Work required:
Convert every line of the listing below into a JSON list of strings, one string per line, and omit any blank lines.

Source data:
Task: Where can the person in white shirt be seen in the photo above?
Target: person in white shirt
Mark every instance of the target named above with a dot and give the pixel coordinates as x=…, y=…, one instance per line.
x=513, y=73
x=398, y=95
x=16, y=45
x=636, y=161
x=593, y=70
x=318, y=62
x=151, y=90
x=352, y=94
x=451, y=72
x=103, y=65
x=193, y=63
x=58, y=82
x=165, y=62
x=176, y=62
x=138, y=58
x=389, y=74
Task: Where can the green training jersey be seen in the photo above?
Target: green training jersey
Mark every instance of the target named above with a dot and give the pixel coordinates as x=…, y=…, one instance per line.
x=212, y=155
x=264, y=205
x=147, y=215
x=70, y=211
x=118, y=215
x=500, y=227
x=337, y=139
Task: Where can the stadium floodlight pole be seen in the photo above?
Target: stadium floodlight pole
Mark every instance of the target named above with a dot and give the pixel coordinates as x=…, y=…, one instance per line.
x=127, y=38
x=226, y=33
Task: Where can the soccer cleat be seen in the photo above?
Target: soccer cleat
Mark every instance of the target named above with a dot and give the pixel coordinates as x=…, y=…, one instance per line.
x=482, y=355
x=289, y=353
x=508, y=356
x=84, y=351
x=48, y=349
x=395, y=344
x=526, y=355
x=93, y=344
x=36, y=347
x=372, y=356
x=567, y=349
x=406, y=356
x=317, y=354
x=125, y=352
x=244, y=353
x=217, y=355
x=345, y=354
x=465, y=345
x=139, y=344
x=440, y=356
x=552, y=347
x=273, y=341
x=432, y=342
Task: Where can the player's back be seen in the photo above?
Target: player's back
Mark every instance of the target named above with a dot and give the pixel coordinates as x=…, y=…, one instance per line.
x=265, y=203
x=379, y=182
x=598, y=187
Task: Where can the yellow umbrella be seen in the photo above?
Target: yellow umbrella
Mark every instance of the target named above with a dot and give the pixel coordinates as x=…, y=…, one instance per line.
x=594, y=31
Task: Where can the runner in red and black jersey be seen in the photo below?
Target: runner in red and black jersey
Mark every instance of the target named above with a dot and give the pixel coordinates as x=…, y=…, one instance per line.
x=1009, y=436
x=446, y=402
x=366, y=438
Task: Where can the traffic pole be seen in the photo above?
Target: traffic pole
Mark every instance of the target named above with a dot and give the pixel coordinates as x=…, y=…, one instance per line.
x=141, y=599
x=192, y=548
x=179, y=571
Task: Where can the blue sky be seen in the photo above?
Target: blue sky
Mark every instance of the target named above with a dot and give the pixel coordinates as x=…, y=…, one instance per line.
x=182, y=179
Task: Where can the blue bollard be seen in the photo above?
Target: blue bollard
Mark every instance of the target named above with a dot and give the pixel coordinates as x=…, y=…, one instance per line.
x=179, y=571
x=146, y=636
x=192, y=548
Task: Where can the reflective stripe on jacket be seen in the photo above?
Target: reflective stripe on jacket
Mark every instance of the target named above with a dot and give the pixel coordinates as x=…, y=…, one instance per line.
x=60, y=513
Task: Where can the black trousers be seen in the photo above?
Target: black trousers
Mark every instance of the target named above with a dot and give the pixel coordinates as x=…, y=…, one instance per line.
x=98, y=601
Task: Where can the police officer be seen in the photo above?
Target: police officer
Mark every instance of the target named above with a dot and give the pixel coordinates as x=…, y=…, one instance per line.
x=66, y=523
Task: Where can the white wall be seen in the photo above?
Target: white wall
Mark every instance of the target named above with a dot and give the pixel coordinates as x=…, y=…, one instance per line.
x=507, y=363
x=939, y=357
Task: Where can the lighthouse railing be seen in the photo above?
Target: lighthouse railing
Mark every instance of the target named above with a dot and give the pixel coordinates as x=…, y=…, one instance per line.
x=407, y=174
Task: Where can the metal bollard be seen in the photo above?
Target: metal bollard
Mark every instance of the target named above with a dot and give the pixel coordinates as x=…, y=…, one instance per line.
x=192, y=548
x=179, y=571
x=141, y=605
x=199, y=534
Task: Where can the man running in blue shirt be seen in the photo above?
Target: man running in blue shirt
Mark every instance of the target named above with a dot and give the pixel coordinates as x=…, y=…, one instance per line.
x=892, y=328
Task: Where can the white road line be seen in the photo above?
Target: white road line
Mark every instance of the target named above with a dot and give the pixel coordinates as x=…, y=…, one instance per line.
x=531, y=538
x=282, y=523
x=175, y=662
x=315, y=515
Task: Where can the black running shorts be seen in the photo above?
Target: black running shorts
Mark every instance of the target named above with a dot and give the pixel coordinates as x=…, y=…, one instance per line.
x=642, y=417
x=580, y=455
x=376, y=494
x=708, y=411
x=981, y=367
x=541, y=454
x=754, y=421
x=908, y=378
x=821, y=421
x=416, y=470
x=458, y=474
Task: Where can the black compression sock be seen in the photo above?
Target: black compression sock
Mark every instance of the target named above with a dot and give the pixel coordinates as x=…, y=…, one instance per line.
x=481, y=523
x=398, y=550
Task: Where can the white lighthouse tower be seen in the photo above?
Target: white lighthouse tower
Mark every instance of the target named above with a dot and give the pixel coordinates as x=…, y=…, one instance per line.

Response to this task:
[
  "Task: Where can the person in white shirt be seen in the photo above?",
  "Target: person in white shirt",
  "Mark every instance of the target named above with a dot and give the pixel coordinates as x=…, y=…, one instance per line.",
  "x=513, y=73",
  "x=398, y=95",
  "x=16, y=45",
  "x=636, y=161",
  "x=593, y=70",
  "x=318, y=62",
  "x=151, y=90",
  "x=352, y=94",
  "x=451, y=72",
  "x=103, y=65",
  "x=193, y=63",
  "x=58, y=82",
  "x=165, y=62",
  "x=176, y=62",
  "x=138, y=58",
  "x=389, y=74",
  "Task: Where can the green training jersey be seen in the photo above?",
  "Target: green training jersey",
  "Mark every instance of the target named above with a dot and give the pixel coordinates as x=…, y=…, one instance per line.",
  "x=212, y=155",
  "x=264, y=205",
  "x=147, y=215",
  "x=70, y=211",
  "x=118, y=215",
  "x=500, y=227",
  "x=337, y=139",
  "Task: Where can the stadium floodlight pole be seen in the photo above?",
  "Target: stadium floodlight pole",
  "Mark every instance of the target named above with a dot and give the pixel coordinates as x=…, y=…, one instance per line.",
  "x=127, y=38",
  "x=226, y=33",
  "Task: Where can the soccer cleat be seen in the photo above?",
  "Target: soccer cleat",
  "Mark every instance of the target named above with a dot and give the pixel coordinates as x=…, y=…, one instance per line.",
  "x=482, y=355",
  "x=289, y=353",
  "x=508, y=356",
  "x=84, y=351",
  "x=48, y=349",
  "x=395, y=344",
  "x=526, y=355",
  "x=93, y=344",
  "x=36, y=347",
  "x=372, y=356",
  "x=567, y=349",
  "x=406, y=356",
  "x=317, y=354",
  "x=125, y=352",
  "x=244, y=353",
  "x=217, y=355",
  "x=345, y=354",
  "x=465, y=345",
  "x=139, y=344",
  "x=440, y=356",
  "x=552, y=347",
  "x=273, y=341",
  "x=432, y=342",
  "Task: Where can the player's back be seen in the photo above?",
  "Target: player's back",
  "Mark every instance of the target named above with a dot and give the pixel coordinates as x=…, y=…, one instance per line.",
  "x=265, y=203",
  "x=379, y=182",
  "x=598, y=187",
  "Task: Where can the yellow umbrella be seen in the photo above?",
  "Target: yellow umbrella",
  "Mark every instance of the target named above with a dot and give the pixel coordinates as x=…, y=…, one instance per line.",
  "x=594, y=31",
  "Task: Where can the runner in red and black jersey be seen in the photo below?",
  "Target: runner in red and black jersey",
  "Mark every instance of the target named above with a dot and give the pixel coordinates as x=…, y=…, one instance per line.",
  "x=1009, y=436",
  "x=446, y=402",
  "x=366, y=438",
  "Task: Where can the traffic pole be seen in the photo above?",
  "Target: traffic pole",
  "Mark every instance of the target named above with a dot and give the pixel coordinates as x=…, y=…, one instance per line.",
  "x=141, y=599",
  "x=192, y=548",
  "x=179, y=571",
  "Task: Where can the blue sky be seen in the photo above?",
  "Target: blue sky",
  "Mark every instance of the target named above with a dot and give the pixel coordinates as x=…, y=…, one instance per line.",
  "x=182, y=179",
  "Task: Where can the blue bollard be seen in the photo above?",
  "Target: blue bollard",
  "Mark every instance of the target named above with a dot and give the pixel coordinates as x=…, y=…, one instance per line.",
  "x=179, y=571",
  "x=146, y=636",
  "x=192, y=548",
  "Task: Where can the reflective stripe on jacket be seen in the photo above?",
  "Target: reflective stripe on jacket",
  "Mark every instance of the target named above with a dot and give the pixel coordinates as x=…, y=…, one instance per line.",
  "x=60, y=513",
  "Task: Where can the black trousers be seen in the photo above?",
  "Target: black trousers",
  "Mark every instance of the target named above with a dot and give the pixel coordinates as x=…, y=…, one instance per line.",
  "x=98, y=601",
  "Task: Where can the police officer be seen in the photo above?",
  "Target: police officer",
  "Mark every instance of the target named above with a dot and give the pixel coordinates as x=…, y=…, one instance per line.",
  "x=66, y=523",
  "Task: Where can the white wall be seen in the photo above?",
  "Target: white wall",
  "Mark every instance of the target named above with a dot and give the pixel coordinates as x=…, y=…, one instance per line.",
  "x=507, y=363",
  "x=939, y=357",
  "Task: Where can the lighthouse railing be seen in the photo above?",
  "Target: lighthouse railing",
  "Mark every instance of the target named above with a dot and give the pixel coordinates as x=…, y=…, one instance per line.",
  "x=407, y=174",
  "Task: Where can the metal bollard be seen in the photo above?",
  "Target: metal bollard",
  "Mark every instance of the target named above with a dot and give the pixel coordinates as x=…, y=…, one instance per line.",
  "x=192, y=548",
  "x=179, y=571",
  "x=141, y=605",
  "x=199, y=534",
  "Task: Where can the man running in blue shirt be seen in the photo above?",
  "Target: man running in blue shirt",
  "Mark every instance of the target named above with a dot and give the pixel coordinates as x=…, y=…, one instance per line.",
  "x=892, y=328",
  "Task: Where can the white road line be seen in the photo above?",
  "Target: white road line",
  "Mark every instance of the target named above with a dot and give the pixel coordinates as x=…, y=…, one instance per line.",
  "x=531, y=538",
  "x=282, y=523",
  "x=175, y=662",
  "x=315, y=515",
  "Task: Where can the black running shorts be seen in the photo above?",
  "Target: black running shorts",
  "Mark every instance of the target named above with a dot and give the pixel coordinates as x=…, y=…, one instance per line.",
  "x=642, y=417",
  "x=580, y=455",
  "x=376, y=494",
  "x=708, y=411",
  "x=981, y=367",
  "x=541, y=454",
  "x=754, y=421",
  "x=908, y=378",
  "x=821, y=421",
  "x=416, y=470",
  "x=458, y=474",
  "Task: Where can the black compression sock be seen in the photo above?",
  "Target: black compression sock",
  "Mark every instance of the target named above with a dot and give the pixel coordinates as x=…, y=…, one instance per line.",
  "x=481, y=523",
  "x=398, y=550",
  "Task: Where can the white lighthouse tower be seen in the photo above?",
  "Target: white lighthouse tower",
  "Mark every instance of the target named above with a dot and give the pixel coordinates as x=…, y=…, one instance per line."
]